* Start *
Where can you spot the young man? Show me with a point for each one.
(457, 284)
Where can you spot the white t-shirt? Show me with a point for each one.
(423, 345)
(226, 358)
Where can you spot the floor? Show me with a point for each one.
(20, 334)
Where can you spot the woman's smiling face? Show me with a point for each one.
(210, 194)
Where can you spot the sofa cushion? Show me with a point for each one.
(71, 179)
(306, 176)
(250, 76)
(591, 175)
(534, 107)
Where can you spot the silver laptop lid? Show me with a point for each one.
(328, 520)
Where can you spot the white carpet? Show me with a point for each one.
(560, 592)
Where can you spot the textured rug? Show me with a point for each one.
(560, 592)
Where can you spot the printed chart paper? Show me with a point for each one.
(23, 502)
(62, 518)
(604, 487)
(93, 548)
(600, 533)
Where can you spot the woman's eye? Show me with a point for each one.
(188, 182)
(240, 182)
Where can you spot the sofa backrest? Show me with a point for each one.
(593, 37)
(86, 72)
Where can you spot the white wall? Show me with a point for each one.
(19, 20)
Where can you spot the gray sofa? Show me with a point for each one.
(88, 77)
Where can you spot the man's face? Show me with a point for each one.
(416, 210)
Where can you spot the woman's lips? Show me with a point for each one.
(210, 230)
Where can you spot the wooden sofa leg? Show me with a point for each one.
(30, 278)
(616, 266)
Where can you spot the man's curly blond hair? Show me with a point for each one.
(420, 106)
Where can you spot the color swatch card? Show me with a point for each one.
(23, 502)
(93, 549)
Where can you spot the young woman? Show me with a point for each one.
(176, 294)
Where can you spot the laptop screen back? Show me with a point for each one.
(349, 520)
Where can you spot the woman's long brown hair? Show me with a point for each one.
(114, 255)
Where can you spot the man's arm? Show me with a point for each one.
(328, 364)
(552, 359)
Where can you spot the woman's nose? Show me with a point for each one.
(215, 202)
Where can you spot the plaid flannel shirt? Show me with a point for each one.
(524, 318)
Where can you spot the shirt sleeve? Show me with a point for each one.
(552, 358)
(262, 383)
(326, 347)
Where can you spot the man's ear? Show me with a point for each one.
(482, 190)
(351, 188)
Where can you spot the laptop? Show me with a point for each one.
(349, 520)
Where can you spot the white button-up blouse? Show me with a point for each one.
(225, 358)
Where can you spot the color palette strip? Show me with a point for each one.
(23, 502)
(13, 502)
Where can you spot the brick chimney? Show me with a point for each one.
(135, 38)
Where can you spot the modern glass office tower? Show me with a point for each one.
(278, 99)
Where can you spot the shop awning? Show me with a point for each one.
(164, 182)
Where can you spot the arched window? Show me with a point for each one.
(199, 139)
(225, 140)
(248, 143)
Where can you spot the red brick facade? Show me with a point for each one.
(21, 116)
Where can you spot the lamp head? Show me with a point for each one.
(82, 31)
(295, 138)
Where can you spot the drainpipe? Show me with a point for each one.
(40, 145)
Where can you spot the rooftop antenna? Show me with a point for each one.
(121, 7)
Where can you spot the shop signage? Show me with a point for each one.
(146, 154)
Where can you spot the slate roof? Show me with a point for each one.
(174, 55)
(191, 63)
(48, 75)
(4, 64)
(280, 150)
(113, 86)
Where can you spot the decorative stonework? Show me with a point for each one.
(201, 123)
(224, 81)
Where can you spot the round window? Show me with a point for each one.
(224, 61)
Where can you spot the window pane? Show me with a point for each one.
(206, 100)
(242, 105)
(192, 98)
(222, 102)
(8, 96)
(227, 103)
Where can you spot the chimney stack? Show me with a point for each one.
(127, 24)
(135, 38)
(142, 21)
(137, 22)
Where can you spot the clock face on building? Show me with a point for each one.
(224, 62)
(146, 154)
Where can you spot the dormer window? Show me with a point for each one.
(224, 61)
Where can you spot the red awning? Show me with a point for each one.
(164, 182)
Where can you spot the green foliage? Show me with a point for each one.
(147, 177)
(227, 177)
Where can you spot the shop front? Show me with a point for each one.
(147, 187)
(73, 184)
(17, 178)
* End *
* What is expected *
Every entry must be quoted exactly as it appears above.

* Output *
Where can you spot the young man? Show me with a point for each one.
(457, 284)
Where can you spot the white t-shirt? Show me with a point for each one.
(423, 345)
(226, 358)
Where can you spot the floor? Show me with a point for each one.
(20, 334)
Where can you spot the woman's smiling face? Show me with a point for each one.
(210, 194)
Where can you spot the sofa cushion? Show me with a point for each one.
(71, 179)
(306, 176)
(250, 76)
(591, 175)
(534, 107)
Where can you spot the silver laptop lid? Show me with a point for each one.
(328, 520)
Where can you spot the white carpet? Show me with a point for each one.
(560, 592)
Where can you spot the textured rug? Show me with a point for each one.
(560, 592)
Where can you spot the printed chart paper? Show me with a point for each one.
(23, 502)
(62, 518)
(604, 487)
(93, 548)
(600, 533)
Where can you spot the woman's eye? Show me with a point for each one.
(188, 182)
(240, 182)
Where can you spot the sofa backrest? Show me with a point for each one.
(593, 37)
(86, 72)
Where can you spot the white wall? Show me with a point for each one.
(19, 20)
Where can you spot the gray sofa? Show me with a point for each one.
(88, 77)
Where can you spot the man's face? Show me with a point for each one.
(416, 210)
Where can you spot the woman's lips? Show me with a point for each one.
(210, 230)
Where can you spot the wooden sofa leg? Show me with a point for each one.
(30, 278)
(616, 266)
Where can you spot the man's curly blond hair? Show me with a point for each one.
(420, 106)
Where can you spot the color swatch card? Show me with a point for each one.
(23, 502)
(93, 549)
Where can you spot the young woman? Show me with a point for each one.
(176, 294)
Where can you spot the laptop screen back? Show me with a point for each one.
(349, 520)
Where can you spot the woman's long brown hair? Show me with a point for each one.
(114, 255)
Where can you spot the man's arm? Show me with a point for each one.
(328, 364)
(552, 359)
Where can you spot the woman's nose? Show me with a point for each one.
(215, 202)
Where can you spot the plaid flannel shirt? Show me with a point for each one.
(524, 318)
Where can you spot the shirt sleeve? Show me with a point for each one.
(552, 358)
(262, 383)
(326, 347)
Where can you spot the man's ear? Show me with a point for each one.
(482, 190)
(351, 188)
Where can you spot the laptop? Show me with a point for each one.
(349, 520)
Where can you spot the white button-up blouse? Show me with a point for each one.
(225, 358)
Where can you spot the color palette strip? Show me with a point for each one.
(23, 502)
(13, 502)
Where can you spot the brick chimney? Show me with a point for each one.
(135, 38)
Where can you spot the modern glass office tower? Show me with a point for each one.
(278, 99)
Where can you spot the shop awning? Show me with a point for each one.
(164, 182)
Where can you spot the arched window? Show me with a point for each one.
(199, 139)
(225, 140)
(248, 143)
Where can you spot the red brick facade? Show me with a point for each one.
(21, 116)
Where can you spot the lamp head? Show me with a point for each one.
(82, 31)
(295, 138)
Where can you spot the drainpipe? Show me with a point for each one.
(40, 145)
Where can you spot the rooftop antenna? Show me with a point for each one.
(121, 7)
Where can you spot the shop signage? Show me with a point for each one.
(146, 154)
Where can you spot the slate roof? Show me with a point for each one.
(174, 55)
(191, 63)
(48, 75)
(4, 64)
(280, 150)
(113, 86)
Where can you spot the decorative stonework? Show me with a point for each one.
(201, 123)
(224, 81)
Where can you spot the round window? Show me with a point for each one.
(224, 61)
Where can you spot the window pane? Show me with a point for each one.
(206, 100)
(242, 105)
(192, 98)
(222, 102)
(8, 96)
(227, 103)
Where can you spot the chimney stack? Show me with a point for each one.
(127, 24)
(135, 38)
(142, 21)
(137, 22)
Where can you spot the clock face on building? Show me with a point for each one.
(224, 62)
(146, 154)
Where can you spot the dormer window? Show me with a point for each one.
(224, 61)
Where can you spot the red awning? Show me with a point for each one.
(164, 182)
Where can you spot the green foliage? Show me with a point for each one.
(147, 177)
(227, 177)
Where can you spot the shop front? Show me with a point for each one.
(147, 187)
(73, 184)
(17, 178)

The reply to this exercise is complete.